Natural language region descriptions
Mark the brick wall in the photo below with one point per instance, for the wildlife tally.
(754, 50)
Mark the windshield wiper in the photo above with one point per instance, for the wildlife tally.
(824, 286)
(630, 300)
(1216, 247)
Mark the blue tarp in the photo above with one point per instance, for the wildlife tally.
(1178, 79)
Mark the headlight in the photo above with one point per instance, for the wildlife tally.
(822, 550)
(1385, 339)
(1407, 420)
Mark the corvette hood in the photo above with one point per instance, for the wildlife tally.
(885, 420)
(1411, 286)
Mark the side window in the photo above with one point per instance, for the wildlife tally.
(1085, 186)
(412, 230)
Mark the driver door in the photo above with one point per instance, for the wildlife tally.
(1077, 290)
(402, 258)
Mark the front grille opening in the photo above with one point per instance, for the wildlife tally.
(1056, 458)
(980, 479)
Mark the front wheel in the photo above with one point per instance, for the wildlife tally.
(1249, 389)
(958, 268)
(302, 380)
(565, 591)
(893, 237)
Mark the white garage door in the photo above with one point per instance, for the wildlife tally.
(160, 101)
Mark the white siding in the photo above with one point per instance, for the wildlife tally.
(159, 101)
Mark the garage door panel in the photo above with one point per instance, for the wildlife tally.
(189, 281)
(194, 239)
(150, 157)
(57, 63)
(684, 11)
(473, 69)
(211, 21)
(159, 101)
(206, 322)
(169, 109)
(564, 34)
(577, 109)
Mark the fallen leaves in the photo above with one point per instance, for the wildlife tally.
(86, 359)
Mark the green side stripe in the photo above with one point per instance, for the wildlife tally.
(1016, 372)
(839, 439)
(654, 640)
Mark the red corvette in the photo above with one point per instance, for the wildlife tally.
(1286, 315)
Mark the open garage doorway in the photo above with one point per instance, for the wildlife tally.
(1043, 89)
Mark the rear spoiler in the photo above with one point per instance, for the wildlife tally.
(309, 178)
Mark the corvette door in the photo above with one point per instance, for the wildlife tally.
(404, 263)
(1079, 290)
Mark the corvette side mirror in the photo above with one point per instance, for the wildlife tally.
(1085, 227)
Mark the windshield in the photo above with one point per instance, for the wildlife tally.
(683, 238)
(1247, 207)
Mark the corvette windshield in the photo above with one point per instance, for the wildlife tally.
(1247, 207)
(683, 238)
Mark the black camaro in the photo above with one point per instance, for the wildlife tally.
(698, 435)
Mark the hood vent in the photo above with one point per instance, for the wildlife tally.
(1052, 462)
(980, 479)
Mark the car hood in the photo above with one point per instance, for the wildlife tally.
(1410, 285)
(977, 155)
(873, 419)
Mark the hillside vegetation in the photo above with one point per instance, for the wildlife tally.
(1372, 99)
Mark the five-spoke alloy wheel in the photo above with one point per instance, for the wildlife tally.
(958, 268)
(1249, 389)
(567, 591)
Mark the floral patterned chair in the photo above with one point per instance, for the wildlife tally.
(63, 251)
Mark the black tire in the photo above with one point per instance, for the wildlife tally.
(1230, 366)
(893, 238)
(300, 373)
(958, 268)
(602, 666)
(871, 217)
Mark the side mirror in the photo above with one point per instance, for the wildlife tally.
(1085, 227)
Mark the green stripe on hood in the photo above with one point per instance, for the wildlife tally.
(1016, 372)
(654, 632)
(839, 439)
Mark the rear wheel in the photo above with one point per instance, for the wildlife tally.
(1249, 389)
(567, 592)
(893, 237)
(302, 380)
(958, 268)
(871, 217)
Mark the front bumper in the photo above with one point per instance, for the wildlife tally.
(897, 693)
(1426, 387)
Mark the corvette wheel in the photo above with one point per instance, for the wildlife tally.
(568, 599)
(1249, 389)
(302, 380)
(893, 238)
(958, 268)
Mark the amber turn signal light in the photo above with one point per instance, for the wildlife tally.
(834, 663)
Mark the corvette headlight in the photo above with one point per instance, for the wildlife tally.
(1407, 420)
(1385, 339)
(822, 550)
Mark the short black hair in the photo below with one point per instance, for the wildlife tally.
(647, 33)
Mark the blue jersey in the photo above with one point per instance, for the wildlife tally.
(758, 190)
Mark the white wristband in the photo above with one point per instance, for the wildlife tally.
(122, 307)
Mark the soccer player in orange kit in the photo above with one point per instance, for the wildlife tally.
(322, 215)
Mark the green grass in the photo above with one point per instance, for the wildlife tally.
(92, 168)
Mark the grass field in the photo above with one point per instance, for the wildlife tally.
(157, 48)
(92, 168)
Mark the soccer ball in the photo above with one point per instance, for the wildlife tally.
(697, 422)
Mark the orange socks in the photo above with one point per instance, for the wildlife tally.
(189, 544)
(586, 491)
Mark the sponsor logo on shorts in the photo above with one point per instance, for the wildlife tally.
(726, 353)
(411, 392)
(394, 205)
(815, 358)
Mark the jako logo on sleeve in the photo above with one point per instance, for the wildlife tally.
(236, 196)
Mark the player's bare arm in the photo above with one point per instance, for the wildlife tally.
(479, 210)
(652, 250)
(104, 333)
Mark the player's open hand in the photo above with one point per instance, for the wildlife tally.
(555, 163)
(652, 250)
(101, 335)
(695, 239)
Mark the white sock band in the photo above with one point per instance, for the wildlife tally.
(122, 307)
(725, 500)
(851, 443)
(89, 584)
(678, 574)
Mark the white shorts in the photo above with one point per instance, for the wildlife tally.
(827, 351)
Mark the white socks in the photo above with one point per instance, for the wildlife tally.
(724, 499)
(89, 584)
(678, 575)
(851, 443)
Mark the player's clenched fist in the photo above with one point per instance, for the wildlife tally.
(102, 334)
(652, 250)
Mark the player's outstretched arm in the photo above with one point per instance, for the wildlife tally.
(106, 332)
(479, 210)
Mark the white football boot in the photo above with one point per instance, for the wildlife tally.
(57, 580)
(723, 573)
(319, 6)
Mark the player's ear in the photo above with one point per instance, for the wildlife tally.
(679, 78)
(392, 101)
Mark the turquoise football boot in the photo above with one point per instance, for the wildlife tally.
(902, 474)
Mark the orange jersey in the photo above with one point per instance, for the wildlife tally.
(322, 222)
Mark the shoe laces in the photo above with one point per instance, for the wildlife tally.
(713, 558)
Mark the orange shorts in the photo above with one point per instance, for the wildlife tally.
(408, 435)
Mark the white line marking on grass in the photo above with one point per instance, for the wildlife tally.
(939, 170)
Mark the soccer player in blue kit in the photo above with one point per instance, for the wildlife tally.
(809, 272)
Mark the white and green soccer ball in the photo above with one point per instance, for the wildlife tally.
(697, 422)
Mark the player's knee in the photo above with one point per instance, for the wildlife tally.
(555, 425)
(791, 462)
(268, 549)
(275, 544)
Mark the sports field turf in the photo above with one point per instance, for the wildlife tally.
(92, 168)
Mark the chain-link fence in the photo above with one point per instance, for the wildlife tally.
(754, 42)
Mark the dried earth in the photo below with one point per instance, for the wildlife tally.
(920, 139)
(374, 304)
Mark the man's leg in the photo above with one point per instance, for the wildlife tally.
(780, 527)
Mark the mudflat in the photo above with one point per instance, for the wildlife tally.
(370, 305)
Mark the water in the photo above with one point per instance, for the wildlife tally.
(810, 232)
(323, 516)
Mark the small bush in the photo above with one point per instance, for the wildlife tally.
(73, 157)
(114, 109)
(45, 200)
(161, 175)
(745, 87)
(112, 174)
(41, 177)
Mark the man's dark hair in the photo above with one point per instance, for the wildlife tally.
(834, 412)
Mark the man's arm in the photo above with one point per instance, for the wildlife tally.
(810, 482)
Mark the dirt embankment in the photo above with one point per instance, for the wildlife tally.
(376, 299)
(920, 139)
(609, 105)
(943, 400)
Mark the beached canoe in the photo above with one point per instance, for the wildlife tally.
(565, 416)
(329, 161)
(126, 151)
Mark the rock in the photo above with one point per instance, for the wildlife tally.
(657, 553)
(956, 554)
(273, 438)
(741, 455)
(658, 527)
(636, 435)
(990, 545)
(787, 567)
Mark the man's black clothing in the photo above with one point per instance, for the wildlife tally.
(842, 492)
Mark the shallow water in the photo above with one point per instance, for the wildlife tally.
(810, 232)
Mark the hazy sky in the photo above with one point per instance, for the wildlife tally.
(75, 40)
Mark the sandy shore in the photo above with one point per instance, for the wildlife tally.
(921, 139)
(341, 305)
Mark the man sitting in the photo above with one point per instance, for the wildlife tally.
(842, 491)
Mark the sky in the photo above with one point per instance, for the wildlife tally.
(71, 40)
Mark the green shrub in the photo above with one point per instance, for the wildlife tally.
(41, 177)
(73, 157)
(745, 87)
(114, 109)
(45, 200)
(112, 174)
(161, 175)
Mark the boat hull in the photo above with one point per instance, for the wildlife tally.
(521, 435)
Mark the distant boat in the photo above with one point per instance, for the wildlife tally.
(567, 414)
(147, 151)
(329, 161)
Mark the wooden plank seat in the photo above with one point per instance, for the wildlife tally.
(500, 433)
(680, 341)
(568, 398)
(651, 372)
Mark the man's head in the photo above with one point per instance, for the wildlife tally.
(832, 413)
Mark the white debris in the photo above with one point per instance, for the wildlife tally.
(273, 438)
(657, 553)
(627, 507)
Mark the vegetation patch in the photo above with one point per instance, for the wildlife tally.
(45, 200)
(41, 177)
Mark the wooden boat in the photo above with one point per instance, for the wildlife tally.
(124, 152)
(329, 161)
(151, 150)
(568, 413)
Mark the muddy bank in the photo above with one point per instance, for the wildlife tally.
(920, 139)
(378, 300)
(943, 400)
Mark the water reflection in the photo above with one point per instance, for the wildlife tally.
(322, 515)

* Exercise instructions *
Could you output exactly the lines from the one containing "Mark the sky" to the end of the entries above, both included, and no others?

* Response to this task *
Mark the sky in the photo above with one point per instance, for the wildlife tally.
(71, 40)
Mark the green shrub in the photo above with one point per instance, for the wildlife tally.
(41, 177)
(73, 157)
(745, 87)
(114, 109)
(45, 200)
(112, 174)
(161, 175)
Mark the boat hull in the photo above with one point per instance, for the wildlife tally.
(521, 435)
Mark the distant boat in the photo above with one point per instance, for the wildlife tally.
(567, 414)
(147, 151)
(329, 161)
Mark the wooden plank seat in the photo above with one point per instance, for the wildlife tally.
(500, 433)
(680, 341)
(568, 398)
(651, 372)
Mark the man's head in the photo above with one point per instance, for the wildlife tally.
(832, 413)
Mark the white debris in the photo above with one point per instance, for the wildlife tally.
(273, 438)
(657, 553)
(627, 507)
Mark the vegetation patch in the photo above with one point per instance, for the wildlife tally.
(45, 200)
(41, 177)
Mark the wooden boat in the photo above with one point per instance, for the wildlife tally.
(124, 152)
(329, 161)
(151, 150)
(568, 413)
Mark the muddy bank in the photo above with one point per instance, for the wildlife tally.
(920, 139)
(378, 300)
(943, 400)
Mark the water reflection in the photo above with one point per instance, for the wildlife tally.
(322, 515)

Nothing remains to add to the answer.